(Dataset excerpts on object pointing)

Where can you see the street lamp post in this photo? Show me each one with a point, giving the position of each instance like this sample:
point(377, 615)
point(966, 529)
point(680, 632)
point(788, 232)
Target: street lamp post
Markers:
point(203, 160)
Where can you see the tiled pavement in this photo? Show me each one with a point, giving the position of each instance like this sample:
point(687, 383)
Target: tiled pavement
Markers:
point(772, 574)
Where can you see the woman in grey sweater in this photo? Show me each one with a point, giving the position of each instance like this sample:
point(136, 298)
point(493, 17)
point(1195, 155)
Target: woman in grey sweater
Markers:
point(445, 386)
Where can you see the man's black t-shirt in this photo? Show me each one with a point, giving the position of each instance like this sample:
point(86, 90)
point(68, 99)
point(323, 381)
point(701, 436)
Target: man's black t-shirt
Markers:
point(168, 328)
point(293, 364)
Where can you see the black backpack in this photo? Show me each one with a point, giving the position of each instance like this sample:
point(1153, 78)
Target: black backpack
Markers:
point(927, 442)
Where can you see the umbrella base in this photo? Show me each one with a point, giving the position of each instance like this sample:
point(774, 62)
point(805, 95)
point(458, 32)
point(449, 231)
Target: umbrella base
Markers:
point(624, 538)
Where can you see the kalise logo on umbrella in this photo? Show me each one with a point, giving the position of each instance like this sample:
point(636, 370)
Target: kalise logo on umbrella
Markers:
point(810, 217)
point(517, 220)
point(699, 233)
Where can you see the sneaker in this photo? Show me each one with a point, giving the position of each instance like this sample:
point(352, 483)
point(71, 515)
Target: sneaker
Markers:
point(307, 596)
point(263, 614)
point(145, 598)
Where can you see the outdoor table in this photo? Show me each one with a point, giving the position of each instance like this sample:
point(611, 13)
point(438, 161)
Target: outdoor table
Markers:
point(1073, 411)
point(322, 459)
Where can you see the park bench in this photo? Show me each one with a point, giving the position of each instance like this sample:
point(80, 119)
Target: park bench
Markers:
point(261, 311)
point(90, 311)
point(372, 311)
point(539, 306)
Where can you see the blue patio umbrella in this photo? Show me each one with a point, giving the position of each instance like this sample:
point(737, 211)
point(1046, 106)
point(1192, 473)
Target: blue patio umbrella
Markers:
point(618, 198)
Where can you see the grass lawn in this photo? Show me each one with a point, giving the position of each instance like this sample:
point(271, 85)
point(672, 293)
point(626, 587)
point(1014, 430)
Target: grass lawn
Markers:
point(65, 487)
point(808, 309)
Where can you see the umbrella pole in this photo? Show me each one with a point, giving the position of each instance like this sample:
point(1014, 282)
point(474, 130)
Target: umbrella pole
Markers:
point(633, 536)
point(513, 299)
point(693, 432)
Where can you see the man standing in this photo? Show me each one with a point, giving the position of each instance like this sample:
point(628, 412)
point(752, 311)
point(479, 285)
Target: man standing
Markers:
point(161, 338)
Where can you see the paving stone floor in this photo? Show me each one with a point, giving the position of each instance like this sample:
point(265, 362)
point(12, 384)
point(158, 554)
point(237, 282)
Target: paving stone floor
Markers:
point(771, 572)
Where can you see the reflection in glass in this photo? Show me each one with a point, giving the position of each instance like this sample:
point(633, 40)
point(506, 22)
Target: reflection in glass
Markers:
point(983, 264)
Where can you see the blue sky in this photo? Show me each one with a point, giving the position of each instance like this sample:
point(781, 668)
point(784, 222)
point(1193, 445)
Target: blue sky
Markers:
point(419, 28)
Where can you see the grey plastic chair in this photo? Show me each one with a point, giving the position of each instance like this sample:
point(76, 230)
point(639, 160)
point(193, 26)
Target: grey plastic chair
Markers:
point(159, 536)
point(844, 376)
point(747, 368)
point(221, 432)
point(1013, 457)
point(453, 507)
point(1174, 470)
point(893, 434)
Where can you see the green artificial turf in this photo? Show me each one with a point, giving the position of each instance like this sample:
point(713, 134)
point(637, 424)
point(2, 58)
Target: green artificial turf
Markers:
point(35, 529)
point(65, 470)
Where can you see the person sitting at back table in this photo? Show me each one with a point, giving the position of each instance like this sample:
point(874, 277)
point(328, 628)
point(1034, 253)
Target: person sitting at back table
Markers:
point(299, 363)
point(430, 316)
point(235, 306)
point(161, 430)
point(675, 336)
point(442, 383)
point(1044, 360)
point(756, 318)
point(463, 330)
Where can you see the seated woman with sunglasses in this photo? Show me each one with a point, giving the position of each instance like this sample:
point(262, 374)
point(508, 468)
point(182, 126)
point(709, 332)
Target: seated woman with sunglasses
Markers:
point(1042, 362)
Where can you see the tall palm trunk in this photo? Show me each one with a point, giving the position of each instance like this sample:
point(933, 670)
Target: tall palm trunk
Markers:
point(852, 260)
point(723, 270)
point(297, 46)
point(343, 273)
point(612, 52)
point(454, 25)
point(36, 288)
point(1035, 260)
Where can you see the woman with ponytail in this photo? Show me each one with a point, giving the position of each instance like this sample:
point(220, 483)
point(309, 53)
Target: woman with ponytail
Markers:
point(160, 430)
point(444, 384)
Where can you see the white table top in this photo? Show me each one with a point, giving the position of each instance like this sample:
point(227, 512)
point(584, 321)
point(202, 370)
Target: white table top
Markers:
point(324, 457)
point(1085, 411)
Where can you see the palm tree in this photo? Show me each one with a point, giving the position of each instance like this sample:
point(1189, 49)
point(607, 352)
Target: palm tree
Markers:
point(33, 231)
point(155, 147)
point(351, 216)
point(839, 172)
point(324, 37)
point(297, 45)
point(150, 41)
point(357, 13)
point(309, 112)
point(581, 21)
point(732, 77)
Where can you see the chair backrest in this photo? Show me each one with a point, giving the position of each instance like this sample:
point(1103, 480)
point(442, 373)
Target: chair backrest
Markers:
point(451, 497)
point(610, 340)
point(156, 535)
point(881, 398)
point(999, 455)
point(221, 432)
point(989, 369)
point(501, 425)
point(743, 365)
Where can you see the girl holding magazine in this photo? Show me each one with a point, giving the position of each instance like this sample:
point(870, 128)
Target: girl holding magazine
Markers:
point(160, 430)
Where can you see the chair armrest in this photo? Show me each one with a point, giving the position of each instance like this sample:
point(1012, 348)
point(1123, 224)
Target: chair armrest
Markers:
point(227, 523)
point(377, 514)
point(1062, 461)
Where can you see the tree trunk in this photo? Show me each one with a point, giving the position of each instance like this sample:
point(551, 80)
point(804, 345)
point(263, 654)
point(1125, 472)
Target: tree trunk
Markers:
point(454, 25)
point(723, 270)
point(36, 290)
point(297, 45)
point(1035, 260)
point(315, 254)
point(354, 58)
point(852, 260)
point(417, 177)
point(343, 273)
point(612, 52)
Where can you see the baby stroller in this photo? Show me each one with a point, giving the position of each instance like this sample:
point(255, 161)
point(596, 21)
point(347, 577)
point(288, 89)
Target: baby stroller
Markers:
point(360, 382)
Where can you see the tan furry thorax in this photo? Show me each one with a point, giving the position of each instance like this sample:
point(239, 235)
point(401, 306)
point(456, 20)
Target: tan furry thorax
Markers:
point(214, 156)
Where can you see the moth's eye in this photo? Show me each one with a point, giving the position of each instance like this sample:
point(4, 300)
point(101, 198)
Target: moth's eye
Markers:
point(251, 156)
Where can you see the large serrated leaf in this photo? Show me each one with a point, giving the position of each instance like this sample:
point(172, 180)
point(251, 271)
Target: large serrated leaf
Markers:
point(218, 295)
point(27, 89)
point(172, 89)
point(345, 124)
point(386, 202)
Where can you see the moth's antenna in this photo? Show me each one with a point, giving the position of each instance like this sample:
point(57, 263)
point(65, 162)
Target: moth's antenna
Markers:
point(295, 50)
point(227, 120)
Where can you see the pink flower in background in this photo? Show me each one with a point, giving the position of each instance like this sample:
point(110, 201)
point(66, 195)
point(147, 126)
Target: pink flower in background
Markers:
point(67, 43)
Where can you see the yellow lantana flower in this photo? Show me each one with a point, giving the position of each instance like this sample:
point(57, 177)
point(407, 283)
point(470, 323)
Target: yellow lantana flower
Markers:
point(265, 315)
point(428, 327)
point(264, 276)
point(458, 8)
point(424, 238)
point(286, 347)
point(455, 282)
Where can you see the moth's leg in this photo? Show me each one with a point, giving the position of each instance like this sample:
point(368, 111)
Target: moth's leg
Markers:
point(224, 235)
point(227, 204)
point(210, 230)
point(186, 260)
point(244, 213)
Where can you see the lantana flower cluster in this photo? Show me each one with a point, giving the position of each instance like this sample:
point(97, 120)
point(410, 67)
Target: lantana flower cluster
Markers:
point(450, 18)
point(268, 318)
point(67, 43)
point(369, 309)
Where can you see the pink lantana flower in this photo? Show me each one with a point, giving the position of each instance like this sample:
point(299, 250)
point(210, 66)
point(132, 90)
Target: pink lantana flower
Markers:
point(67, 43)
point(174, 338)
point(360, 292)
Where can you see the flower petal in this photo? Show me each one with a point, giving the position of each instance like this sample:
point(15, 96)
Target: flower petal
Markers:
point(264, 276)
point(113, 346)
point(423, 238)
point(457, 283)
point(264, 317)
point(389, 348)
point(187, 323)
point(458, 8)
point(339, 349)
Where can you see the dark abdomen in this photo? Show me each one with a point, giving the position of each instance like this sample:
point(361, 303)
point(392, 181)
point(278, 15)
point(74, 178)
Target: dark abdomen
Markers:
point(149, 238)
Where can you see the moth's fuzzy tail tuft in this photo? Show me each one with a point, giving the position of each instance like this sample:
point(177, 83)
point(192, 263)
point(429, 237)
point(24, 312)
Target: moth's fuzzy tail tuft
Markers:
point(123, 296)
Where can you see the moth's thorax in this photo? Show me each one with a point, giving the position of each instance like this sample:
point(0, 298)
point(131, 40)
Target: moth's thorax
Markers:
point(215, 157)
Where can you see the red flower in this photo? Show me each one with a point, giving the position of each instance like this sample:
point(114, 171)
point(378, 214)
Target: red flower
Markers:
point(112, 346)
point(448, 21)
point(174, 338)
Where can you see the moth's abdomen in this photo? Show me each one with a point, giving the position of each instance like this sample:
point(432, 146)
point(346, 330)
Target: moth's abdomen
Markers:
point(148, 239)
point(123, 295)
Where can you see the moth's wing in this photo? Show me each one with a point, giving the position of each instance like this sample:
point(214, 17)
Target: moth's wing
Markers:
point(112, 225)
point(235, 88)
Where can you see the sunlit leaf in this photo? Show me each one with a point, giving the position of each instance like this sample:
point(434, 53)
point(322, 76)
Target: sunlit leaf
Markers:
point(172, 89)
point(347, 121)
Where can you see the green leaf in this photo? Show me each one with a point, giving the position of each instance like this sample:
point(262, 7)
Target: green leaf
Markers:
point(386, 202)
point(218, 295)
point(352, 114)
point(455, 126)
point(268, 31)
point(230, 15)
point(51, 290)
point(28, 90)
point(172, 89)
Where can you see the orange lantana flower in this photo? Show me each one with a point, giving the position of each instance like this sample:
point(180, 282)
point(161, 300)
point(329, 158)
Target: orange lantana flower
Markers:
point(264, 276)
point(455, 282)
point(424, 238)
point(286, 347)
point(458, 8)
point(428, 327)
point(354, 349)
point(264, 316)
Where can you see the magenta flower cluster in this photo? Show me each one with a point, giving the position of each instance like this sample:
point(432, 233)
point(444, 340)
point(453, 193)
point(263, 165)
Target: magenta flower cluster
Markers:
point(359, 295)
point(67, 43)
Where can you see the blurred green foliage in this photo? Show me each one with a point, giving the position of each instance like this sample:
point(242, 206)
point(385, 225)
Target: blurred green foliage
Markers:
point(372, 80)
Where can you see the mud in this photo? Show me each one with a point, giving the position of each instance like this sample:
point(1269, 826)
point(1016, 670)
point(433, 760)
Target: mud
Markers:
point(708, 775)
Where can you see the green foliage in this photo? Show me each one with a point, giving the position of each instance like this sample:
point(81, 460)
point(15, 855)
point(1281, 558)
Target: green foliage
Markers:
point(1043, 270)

#### THE REQUEST:
Put the lines of the items above into a numbered list, starting at the line containing "Where can you see the pink lantana" and ending at the line containing "point(215, 157)", leaving out blank lines.

#### COMPLETED TASK:
1. Where can you see the pink lantana flower in this photo? Show me each one with a point, giving the position of each instance like this sample:
2. point(299, 250)
3. point(210, 66)
4. point(132, 90)
5. Target: pink lantana flower
6. Markers:
7. point(67, 43)
8. point(174, 338)
9. point(360, 292)
10. Where can you see the flower petal in this photo? Show me each one with a point, giving the position of each instance like this sample:
11. point(15, 96)
12. Target: flower petal
13. Markers:
14. point(264, 276)
15. point(113, 346)
16. point(423, 238)
17. point(457, 283)
18. point(264, 317)
19. point(389, 348)
20. point(187, 323)
21. point(458, 8)
22. point(339, 349)
23. Where can you see the dark abdomen in this photo? Show me each one with a point, giving the position of each instance like this sample:
24. point(361, 303)
25. point(392, 181)
26. point(278, 15)
27. point(74, 178)
28. Target: dark abdomen
29. Markers:
30. point(149, 238)
31. Where can you see the moth's fuzzy tail tuft in this photo? Show me each one with a point, giving the position of each instance like this sample:
32. point(177, 83)
33. point(192, 263)
34. point(429, 237)
35. point(24, 312)
36. Target: moth's fuzzy tail tuft
37. Markers:
38. point(123, 296)
39. Where can you see the moth's thorax in this photo? Show me each one with a point, giving the position of each instance like this sample:
40. point(0, 298)
41. point(131, 40)
42. Target: moth's thorax
43. Markers:
44. point(215, 157)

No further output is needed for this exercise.